*GIVEN DATA*
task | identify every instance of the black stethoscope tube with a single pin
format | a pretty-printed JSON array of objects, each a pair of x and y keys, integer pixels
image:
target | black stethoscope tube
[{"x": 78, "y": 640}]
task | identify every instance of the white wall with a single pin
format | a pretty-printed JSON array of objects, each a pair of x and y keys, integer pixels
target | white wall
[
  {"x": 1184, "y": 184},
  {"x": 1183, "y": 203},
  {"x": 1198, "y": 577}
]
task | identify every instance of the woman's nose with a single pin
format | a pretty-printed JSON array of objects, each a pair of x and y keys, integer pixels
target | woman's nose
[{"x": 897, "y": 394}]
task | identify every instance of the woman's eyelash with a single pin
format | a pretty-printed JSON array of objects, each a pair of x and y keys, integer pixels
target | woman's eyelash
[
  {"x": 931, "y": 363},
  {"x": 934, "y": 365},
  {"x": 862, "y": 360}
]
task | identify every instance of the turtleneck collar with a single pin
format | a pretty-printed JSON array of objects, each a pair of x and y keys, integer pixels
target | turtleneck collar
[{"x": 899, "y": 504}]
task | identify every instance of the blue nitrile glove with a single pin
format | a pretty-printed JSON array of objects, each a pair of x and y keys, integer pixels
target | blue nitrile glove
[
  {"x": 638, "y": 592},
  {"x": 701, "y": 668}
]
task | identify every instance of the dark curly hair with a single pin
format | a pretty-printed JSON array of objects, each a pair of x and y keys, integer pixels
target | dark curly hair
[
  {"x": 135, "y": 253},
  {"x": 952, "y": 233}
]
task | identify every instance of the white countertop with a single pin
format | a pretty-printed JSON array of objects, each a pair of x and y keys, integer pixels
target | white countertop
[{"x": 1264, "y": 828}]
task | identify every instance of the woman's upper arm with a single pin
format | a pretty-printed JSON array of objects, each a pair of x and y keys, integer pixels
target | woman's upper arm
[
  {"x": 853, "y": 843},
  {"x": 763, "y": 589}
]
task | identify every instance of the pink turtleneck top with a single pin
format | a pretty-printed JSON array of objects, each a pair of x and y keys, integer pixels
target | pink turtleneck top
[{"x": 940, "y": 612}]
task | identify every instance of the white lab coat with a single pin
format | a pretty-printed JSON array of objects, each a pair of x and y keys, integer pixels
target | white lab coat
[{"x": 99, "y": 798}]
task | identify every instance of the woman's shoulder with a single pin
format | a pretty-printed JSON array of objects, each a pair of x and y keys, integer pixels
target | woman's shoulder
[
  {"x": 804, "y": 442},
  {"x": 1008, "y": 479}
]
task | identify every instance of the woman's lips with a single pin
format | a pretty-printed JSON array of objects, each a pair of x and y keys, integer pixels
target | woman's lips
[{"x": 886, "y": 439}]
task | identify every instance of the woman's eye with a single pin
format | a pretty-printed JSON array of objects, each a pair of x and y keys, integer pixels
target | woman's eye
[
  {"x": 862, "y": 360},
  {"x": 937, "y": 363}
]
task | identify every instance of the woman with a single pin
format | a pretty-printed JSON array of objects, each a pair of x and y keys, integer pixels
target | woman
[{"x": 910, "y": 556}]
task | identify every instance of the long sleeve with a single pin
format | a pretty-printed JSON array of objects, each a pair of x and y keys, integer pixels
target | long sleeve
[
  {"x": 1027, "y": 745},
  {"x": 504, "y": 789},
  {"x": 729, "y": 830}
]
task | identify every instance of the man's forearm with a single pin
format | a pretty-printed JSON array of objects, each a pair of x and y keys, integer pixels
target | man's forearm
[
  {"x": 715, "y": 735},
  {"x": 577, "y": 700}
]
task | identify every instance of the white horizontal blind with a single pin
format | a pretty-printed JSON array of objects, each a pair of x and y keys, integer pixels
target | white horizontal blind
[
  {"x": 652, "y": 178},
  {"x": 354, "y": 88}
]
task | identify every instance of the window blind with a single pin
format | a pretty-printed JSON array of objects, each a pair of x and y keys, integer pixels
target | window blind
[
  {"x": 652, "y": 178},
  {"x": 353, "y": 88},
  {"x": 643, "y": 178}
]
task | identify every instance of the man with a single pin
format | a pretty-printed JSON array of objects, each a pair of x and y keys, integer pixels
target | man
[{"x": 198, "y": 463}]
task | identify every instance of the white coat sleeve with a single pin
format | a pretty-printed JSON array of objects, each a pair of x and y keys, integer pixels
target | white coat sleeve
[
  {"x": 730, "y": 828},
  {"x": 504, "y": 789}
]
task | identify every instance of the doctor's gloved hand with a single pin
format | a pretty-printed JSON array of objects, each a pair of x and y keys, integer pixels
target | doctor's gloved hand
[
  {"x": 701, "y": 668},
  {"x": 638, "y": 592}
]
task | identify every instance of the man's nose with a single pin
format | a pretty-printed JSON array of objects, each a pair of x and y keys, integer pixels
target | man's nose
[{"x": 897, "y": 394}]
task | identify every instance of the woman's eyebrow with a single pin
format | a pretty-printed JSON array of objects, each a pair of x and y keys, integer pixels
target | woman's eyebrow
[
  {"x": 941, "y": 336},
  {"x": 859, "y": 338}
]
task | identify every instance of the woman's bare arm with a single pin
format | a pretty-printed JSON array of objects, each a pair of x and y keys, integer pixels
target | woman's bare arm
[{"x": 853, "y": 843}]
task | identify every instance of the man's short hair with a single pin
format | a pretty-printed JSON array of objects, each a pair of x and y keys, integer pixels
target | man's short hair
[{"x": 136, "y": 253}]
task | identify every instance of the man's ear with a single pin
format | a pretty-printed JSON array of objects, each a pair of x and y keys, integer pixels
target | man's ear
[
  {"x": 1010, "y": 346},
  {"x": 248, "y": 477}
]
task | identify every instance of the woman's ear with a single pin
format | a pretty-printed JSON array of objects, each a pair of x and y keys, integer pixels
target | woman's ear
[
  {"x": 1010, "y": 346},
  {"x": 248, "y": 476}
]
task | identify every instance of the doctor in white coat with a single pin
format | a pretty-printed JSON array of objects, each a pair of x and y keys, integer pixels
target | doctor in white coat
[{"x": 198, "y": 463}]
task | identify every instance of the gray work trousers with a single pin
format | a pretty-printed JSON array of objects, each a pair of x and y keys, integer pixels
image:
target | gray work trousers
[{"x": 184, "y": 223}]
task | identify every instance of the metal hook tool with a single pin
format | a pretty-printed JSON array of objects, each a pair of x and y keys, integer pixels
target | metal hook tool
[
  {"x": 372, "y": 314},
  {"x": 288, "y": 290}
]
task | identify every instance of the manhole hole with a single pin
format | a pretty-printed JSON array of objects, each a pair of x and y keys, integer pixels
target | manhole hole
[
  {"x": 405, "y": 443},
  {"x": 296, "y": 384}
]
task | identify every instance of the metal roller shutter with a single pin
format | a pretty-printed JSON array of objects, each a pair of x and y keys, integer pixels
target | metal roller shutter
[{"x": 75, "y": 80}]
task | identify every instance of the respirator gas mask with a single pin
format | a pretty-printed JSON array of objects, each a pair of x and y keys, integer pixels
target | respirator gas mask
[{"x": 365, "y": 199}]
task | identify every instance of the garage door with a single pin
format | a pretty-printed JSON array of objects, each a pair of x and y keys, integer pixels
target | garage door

*EXERCISE GOAL*
Every entry must be set down exactly, with nothing left out.

*SOLUTION TO THIS EXERCISE*
task | identify every instance of the black stethoscope tube with a single pin
format | a pretty-printed JSON array of objects, each a pair of x and y keys, integer pixels
image:
target | black stethoscope tube
[{"x": 78, "y": 640}]
task | identify every instance of the white wall with a single pin
format | a pretty-printed JSON array of objects, each a pair of x and y keys, integer pixels
target | white wall
[
  {"x": 1184, "y": 184},
  {"x": 1183, "y": 203},
  {"x": 1198, "y": 577}
]
task | identify every instance of the woman's nose with a single pin
format | a pretty-printed JSON array of objects, each a pair of x and y keys, integer pixels
target | woman's nose
[{"x": 897, "y": 394}]
task | identify every instance of the woman's eyelash with a single pin
format | a pretty-printed JSON array of objects, each a pair of x and y keys, integer pixels
target | woman's eyelash
[
  {"x": 931, "y": 363},
  {"x": 934, "y": 365},
  {"x": 862, "y": 360}
]
task | identify every instance of the turtleneck collar with a single pin
format | a pretty-printed JSON array of objects, each a pair of x and y keys, integer pixels
target | turtleneck collar
[{"x": 899, "y": 504}]
task | identify every instance of the blue nitrile glove with a single pin
format | a pretty-printed JSON array of objects, each a pair of x and y keys, integer pixels
target | blue nitrile glove
[
  {"x": 638, "y": 592},
  {"x": 701, "y": 668}
]
task | identify every instance of the dark curly hair with a single pin
format | a pretty-printed JSON array of objects, each a pair of x and y keys, integer pixels
target | dark curly hair
[
  {"x": 135, "y": 253},
  {"x": 952, "y": 233}
]
task | identify every instance of the white countertop with a single pin
format | a pretty-printed JSON array of objects, each a pair of x and y keys, integer pixels
target | white countertop
[{"x": 1264, "y": 828}]
task | identify every instance of the woman's upper arm with a single pin
format | a pretty-printed JSON array of objects, each a pair of x and y keys, integer pixels
target | woman's upper arm
[
  {"x": 853, "y": 843},
  {"x": 763, "y": 589}
]
task | identify every instance of the pink turtleneck top with a single pin
format | a pretty-printed JSON array of objects, each a pair of x and y keys, integer pixels
target | pink turtleneck top
[{"x": 940, "y": 612}]
task | identify every instance of the white lab coat with a single pin
format | a pretty-printed JSON array of objects, each a pair of x and y keys, integer pixels
target | white lab coat
[{"x": 99, "y": 798}]
task | identify every instance of the woman's shoulder with a single pin
format | a pretty-printed JSON array of objects, each a pair of x and y keys, integer pixels
target | woman's shoulder
[
  {"x": 804, "y": 442},
  {"x": 1008, "y": 479}
]
task | identify every instance of the woman's lips with a single pin
format | a pretty-printed JSON array of objects, each a pair of x and y keys, integer pixels
target | woman's lips
[{"x": 886, "y": 439}]
task | identify every instance of the woman's eye with a single pin
format | a pretty-printed JSON array of objects, each a pair of x and y keys, integer pixels
target | woman's eye
[
  {"x": 862, "y": 360},
  {"x": 937, "y": 363}
]
task | identify every instance of the woman with a single pin
format | a pretty-printed JSON array of objects, each a pair of x and y keys, integer pixels
target | woman
[{"x": 910, "y": 556}]
task | identify every instance of the long sleeve with a single pin
format | a pretty-printed JSON array of objects, each a pair of x and y keys, integer pixels
target | long sleeve
[
  {"x": 1027, "y": 745},
  {"x": 504, "y": 789},
  {"x": 729, "y": 830}
]
task | identify every instance of the man's forearm with a single pin
format | a pretty-printed JSON array of objects, each a pair of x and y keys, integer pixels
target | man's forearm
[
  {"x": 715, "y": 735},
  {"x": 577, "y": 700}
]
task | identify every instance of the white horizontal blind with a single pin
format | a pretty-printed JSON array of objects, each a pair of x and y keys, integer pixels
target | white horizontal blind
[
  {"x": 652, "y": 178},
  {"x": 354, "y": 88}
]
task | identify every instance of the window blind with a single pin
format | a pretty-printed JSON array of objects, each a pair of x and y keys, integer pixels
target | window blind
[
  {"x": 652, "y": 178},
  {"x": 353, "y": 88},
  {"x": 643, "y": 178}
]
task | identify every instance of the man with a single pin
format | a pretty-printed JSON array of objects, each a pair of x and y keys, integer pixels
target | man
[{"x": 198, "y": 463}]
task | identify every instance of the white coat sleeve with a single pin
format | a pretty-printed JSON array of objects, each a pair of x and y keys, integer pixels
target | white coat sleeve
[
  {"x": 730, "y": 828},
  {"x": 504, "y": 789}
]
task | identify every instance of the doctor's gloved hand with a single pin
format | a pretty-printed JSON array of objects, each a pair of x and y keys, integer pixels
target | doctor's gloved hand
[
  {"x": 701, "y": 668},
  {"x": 638, "y": 592}
]
task | identify every instance of the man's nose with a single pin
format | a pretty-printed JSON array of objects, each a pair of x and y keys, integer pixels
target | man's nose
[{"x": 897, "y": 394}]
task | identify every instance of the woman's eyebrow with a single pin
format | a pretty-printed JSON array of objects, each a pair of x and y keys, integer pixels
target | woman's eyebrow
[
  {"x": 941, "y": 336},
  {"x": 859, "y": 338}
]
task | identify every instance of the woman's bare arm with a single pin
format | a pretty-printed JSON array of objects, each a pair of x and y keys, integer pixels
target | woman's bare arm
[{"x": 853, "y": 843}]
task | identify every instance of the man's short hair with a single pin
format | a pretty-printed JSON array of objects, each a pair of x and y keys, integer pixels
target | man's short hair
[{"x": 136, "y": 253}]
task | identify every instance of the man's ear with a single pin
format | a pretty-printed JSON array of objects, each a pair of x and y keys, integer pixels
target | man's ear
[
  {"x": 1010, "y": 346},
  {"x": 248, "y": 477}
]
task | identify every instance of the woman's ear with a single pin
format | a pretty-printed JSON array of objects, each a pair of x and y keys, integer pixels
target | woman's ear
[
  {"x": 1010, "y": 346},
  {"x": 248, "y": 476}
]
task | identify every instance of the doctor in white coat with a single pin
format | a pretty-printed JSON array of objects, each a pair of x and y keys, integer pixels
target | doctor in white coat
[{"x": 198, "y": 463}]
task | identify every instance of the gray work trousers with a single pin
format | a pretty-printed JSON array of objects, each a pair of x and y keys, integer pixels
image:
target | gray work trousers
[{"x": 184, "y": 223}]
task | identify every instance of the metal hook tool with a single pin
format | a pretty-printed JSON array of objects, each a pair of x and y keys, integer pixels
target | metal hook tool
[
  {"x": 372, "y": 314},
  {"x": 288, "y": 290}
]
task | identify every instance of the manhole hole with a single pin
format | a pretty-printed JSON array of objects, each a pair of x and y keys, integer pixels
target | manhole hole
[
  {"x": 405, "y": 443},
  {"x": 296, "y": 384}
]
task | identify every instance of the metal roller shutter with a single pin
format | a pretty-printed JSON array of objects, each a pair of x and y keys, integer pixels
target | metal roller shutter
[{"x": 75, "y": 80}]
task | identify every instance of the respirator gas mask with a single pin
format | a pretty-printed JSON array of objects, each a pair of x and y keys, integer pixels
target | respirator gas mask
[{"x": 365, "y": 199}]
task | identify every instance of the garage door with a single pin
format | a pretty-printed JSON array of objects, each a pair of x and y keys, integer pixels
target | garage door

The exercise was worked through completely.